TASK DESCRIPTION ->
What is needed is an exact copy of the lines in the listing below, from the one with "<point>617,939</point>" up to and including the one with "<point>948,548</point>", with no other lines.

DATA FOR ANALYSIS ->
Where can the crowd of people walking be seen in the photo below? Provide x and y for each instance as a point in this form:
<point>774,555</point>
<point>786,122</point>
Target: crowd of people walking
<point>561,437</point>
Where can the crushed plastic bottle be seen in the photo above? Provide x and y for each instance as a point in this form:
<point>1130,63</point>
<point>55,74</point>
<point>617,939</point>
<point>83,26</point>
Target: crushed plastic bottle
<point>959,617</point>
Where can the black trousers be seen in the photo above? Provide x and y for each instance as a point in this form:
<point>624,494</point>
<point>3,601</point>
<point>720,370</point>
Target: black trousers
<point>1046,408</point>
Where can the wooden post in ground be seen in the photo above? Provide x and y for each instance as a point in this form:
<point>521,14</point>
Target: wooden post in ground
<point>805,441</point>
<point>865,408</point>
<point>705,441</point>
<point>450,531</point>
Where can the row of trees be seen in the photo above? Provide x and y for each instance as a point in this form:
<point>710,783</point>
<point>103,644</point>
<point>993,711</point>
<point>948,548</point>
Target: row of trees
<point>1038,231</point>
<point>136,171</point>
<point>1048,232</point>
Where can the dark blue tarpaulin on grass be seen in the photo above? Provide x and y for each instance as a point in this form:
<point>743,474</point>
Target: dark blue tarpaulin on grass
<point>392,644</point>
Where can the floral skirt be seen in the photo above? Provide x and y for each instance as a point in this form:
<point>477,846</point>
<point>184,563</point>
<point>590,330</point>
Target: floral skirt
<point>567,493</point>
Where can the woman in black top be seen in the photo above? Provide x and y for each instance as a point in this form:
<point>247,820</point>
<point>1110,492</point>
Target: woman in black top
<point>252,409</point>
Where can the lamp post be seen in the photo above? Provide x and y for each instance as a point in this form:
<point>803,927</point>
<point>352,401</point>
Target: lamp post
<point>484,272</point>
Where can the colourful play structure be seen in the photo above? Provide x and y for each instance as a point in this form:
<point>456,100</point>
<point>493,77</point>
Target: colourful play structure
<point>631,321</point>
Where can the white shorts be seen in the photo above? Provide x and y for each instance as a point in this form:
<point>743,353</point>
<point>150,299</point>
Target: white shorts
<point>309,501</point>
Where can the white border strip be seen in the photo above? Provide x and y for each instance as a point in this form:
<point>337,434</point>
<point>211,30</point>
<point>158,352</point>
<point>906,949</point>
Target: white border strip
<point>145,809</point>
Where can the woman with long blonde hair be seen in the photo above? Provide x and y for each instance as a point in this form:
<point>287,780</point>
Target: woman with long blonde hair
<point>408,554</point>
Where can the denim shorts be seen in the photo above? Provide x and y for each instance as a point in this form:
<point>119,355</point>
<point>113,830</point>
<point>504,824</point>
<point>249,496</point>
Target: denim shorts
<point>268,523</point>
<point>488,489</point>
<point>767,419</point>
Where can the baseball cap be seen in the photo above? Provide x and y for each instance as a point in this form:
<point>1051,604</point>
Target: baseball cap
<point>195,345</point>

WRITTEN REPLY ->
<point>617,939</point>
<point>83,26</point>
Target: crushed plastic bottle
<point>959,617</point>
Where can the black trousers be seen in the photo above? Provide x and y for each instance as a point in this form:
<point>624,494</point>
<point>3,601</point>
<point>720,370</point>
Target: black trousers
<point>1046,408</point>
Where can the wooden post in ground be seen in the photo above? Provide x and y for each instance as a point in this form:
<point>521,14</point>
Target: wooden post in ground
<point>805,441</point>
<point>865,408</point>
<point>705,441</point>
<point>450,531</point>
Where can the row of trees be seen in the photo above? Provide x and y for each instance as a point in this form:
<point>710,783</point>
<point>103,644</point>
<point>993,711</point>
<point>948,548</point>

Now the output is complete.